• Exercise details: Copy out all of the rows below word for word, but leave out the pictures.

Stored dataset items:
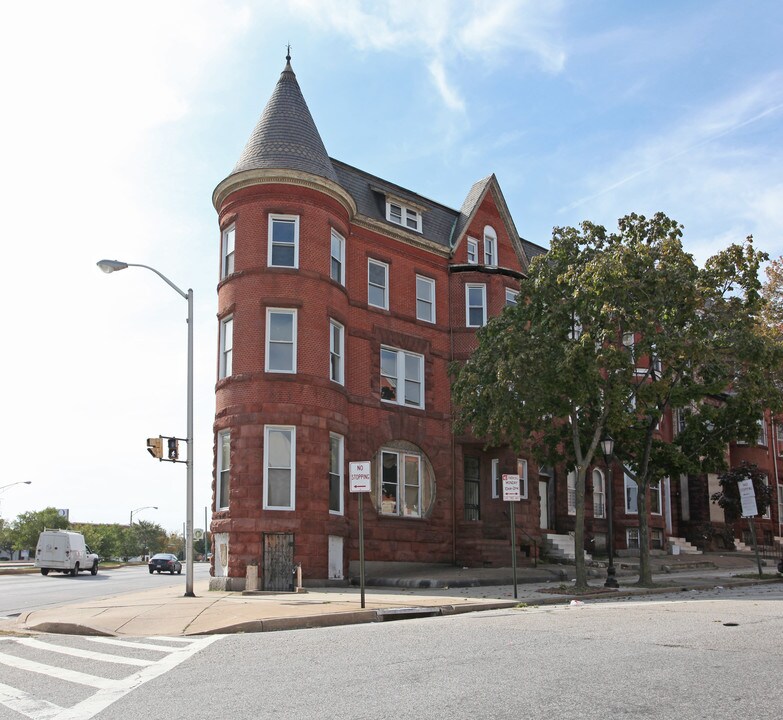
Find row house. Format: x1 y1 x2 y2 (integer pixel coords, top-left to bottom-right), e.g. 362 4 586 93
210 57 783 589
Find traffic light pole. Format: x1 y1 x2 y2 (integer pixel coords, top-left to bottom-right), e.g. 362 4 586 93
97 260 196 597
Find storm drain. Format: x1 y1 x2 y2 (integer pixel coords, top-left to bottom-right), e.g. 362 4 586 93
376 607 441 622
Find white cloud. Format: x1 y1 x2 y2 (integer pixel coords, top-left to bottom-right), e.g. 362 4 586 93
558 75 783 260
290 0 565 111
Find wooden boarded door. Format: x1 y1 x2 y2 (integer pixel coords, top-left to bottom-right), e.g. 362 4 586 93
263 533 294 592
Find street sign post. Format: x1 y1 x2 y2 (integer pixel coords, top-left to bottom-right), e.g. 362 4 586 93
737 478 763 577
503 474 522 600
348 460 372 609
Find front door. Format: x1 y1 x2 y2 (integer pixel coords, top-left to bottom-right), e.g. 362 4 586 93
329 535 343 580
263 533 296 591
538 480 549 530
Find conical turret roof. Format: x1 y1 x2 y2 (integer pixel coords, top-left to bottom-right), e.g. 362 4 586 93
231 56 338 183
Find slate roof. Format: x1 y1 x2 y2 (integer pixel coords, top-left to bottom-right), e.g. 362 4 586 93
231 57 337 182
229 56 547 259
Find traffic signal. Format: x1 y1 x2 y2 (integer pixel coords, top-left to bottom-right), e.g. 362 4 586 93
147 438 163 460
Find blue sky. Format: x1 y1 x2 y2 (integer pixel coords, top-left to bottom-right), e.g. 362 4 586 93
0 0 783 531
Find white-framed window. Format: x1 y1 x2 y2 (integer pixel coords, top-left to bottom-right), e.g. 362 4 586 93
462 455 481 520
623 473 639 515
329 320 345 385
266 308 296 373
264 425 296 510
756 418 767 447
650 480 663 515
465 283 487 327
367 260 389 310
329 230 345 285
517 458 527 500
416 275 435 323
381 347 424 408
625 528 639 550
593 468 606 518
566 470 576 515
467 238 478 265
386 200 421 232
220 225 236 278
218 317 234 380
215 430 231 510
484 225 498 265
329 433 344 515
268 215 299 268
378 449 422 517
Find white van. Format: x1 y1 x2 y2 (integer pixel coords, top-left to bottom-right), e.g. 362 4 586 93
35 529 98 575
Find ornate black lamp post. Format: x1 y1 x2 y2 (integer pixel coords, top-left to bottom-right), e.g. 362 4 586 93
601 435 619 588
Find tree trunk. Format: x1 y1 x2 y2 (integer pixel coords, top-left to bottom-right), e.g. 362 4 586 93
636 481 653 587
574 466 587 592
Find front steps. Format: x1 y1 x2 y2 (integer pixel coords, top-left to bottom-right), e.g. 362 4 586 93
666 537 702 555
541 533 593 562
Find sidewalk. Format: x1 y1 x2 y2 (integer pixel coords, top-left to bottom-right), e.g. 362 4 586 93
0 553 775 636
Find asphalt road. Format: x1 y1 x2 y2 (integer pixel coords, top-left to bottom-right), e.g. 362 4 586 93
0 563 209 617
0 576 783 720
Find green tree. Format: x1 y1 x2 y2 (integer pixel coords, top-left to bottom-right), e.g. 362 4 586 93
454 213 781 588
0 518 14 555
73 523 123 559
131 520 167 555
11 507 69 552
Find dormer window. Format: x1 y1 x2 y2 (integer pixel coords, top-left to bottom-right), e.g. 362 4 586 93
484 225 498 266
386 200 421 232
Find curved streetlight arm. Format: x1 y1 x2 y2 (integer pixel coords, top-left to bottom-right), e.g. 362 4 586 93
96 260 188 300
0 480 33 492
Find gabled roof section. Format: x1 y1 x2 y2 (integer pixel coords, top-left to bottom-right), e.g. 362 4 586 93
231 56 339 183
332 158 459 251
451 173 532 273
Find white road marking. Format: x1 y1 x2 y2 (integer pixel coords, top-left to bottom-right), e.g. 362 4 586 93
0 635 223 720
0 683 63 720
17 638 155 667
0 653 115 688
84 637 187 652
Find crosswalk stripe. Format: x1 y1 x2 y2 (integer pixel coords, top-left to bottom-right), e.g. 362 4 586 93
85 637 187 652
0 683 63 720
0 653 116 689
16 638 155 667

• Solution for this problem:
Find row house. Format: x1 y1 x2 y2 (integer pixel coords, top-left to bottom-right), e.g. 362 4 586 93
210 57 783 589
Find traffic light pole. Format: x1 y1 x2 y2 (integer pixel coords, top-left to bottom-right), e.g. 362 4 586 93
97 260 196 597
Find storm drain. Format: x1 y1 x2 y2 (integer pixel coords, top-left to bottom-right), e.g. 362 4 586 93
376 607 441 622
Find white cloud. Format: x1 y1 x2 y2 (integer pixel coords, top-left to bottom-right), e.g. 362 4 586 93
558 75 783 260
290 0 565 111
Find wooden boarded door. Format: x1 y1 x2 y2 (integer pixel coords, top-left to bottom-right), e.g. 362 4 586 93
263 533 294 592
Find street sign post. Format: x1 y1 x2 y2 (integer pixel coords, top-left to bottom-right), e.g. 362 4 586 93
737 478 763 577
503 474 522 600
348 460 372 609
Find front door. Format: x1 y1 x2 y2 (integer pixel coords, top-left to bottom-right), e.g. 362 4 586 93
329 535 343 580
263 533 296 591
538 480 549 530
Find conical turret roof. Format: x1 y1 x2 y2 (integer pixel coords, top-left to bottom-right), e.g. 362 4 586 93
231 56 338 183
Find slate roof. Format: x1 y1 x2 y2 (integer pixel coords, top-left to bottom-right), e.g. 362 4 586 93
231 57 337 182
229 56 547 259
Find traffic signal. Format: x1 y1 x2 y2 (integer pixel coords, top-left to bottom-right), e.g. 362 4 586 93
147 438 163 460
Find blue sky. Format: x1 y1 x2 y2 (integer pixel coords, top-left to bottom-right), e.g. 362 4 586 93
0 0 783 531
Find white-framed window. Format: x1 y1 x2 y2 (integer pixel coords, top-left to bottom-right), e.g. 362 4 586 93
462 455 481 520
623 473 639 515
329 320 345 385
266 308 296 373
264 425 296 510
756 418 767 447
650 480 663 515
465 283 487 327
367 260 389 310
329 230 345 285
517 458 527 500
416 275 435 323
381 347 424 408
625 528 639 550
593 468 606 518
566 470 576 515
467 238 478 265
386 200 421 232
220 225 236 278
218 317 234 380
215 430 231 510
484 225 498 265
329 433 344 515
268 215 299 268
378 449 422 517
Find white van. Format: x1 y1 x2 y2 (integer pixel coords, top-left to bottom-right), e.g. 362 4 586 93
35 529 98 575
Find ornate black lamp post. Format: x1 y1 x2 y2 (integer pixel coords, top-left to bottom-right), e.g. 362 4 586 93
601 435 619 588
Find tree trunk. Format: x1 y1 x2 y2 (integer pixel coords, top-left to bottom-right), e.g. 362 4 586 93
636 481 653 587
574 466 587 592
Find front steps. Format: x1 y1 x2 y2 (integer pixel coords, top-left to bottom-right), e.g. 362 4 586 93
666 537 702 555
541 533 593 562
Find sidewalk. Format: x1 y1 x2 y2 (integer pixel coords, top-left to bottom-right), e.g. 362 4 586 93
0 553 775 636
Find asphalt road. Format: x1 y1 x2 y2 (integer pixel coords, top-left to bottom-right), e.g. 362 4 586 93
0 563 209 617
0 576 783 720
Find green tree. Format: x1 y1 x2 y2 (integer pixel coords, top-left to bottom-right), e.g. 362 4 586 93
454 213 781 588
0 518 14 555
73 523 123 559
131 520 167 555
11 507 69 552
Find dormer window. Format: x1 y1 x2 y2 (integer pixel coords, top-left to bottom-right), e.g. 362 4 586 93
484 225 498 266
386 200 421 232
Find curved streetlight arm. Format: x1 y1 x2 y2 (integer pixel coords, top-left to bottom-right), e.g. 362 4 586 93
96 260 188 300
0 480 33 492
Find gabled roof section. Format: x1 y1 x2 y2 (integer pixel coords, top-left to bottom-right), e.g. 362 4 586 93
231 56 339 183
332 158 459 251
451 173 532 273
Find white road marking. Format: x1 y1 x2 y2 (integer pixel coords, top-left to bottom-right), e.g. 362 4 586 93
0 635 223 720
0 683 63 720
17 638 155 667
0 653 115 688
84 637 187 652
Find crosswalk stripe. Format: x1 y1 x2 y2 (integer pixel coords, top-left to bottom-right), e.g. 362 4 586 93
85 637 187 652
0 683 63 720
0 653 116 689
16 638 155 667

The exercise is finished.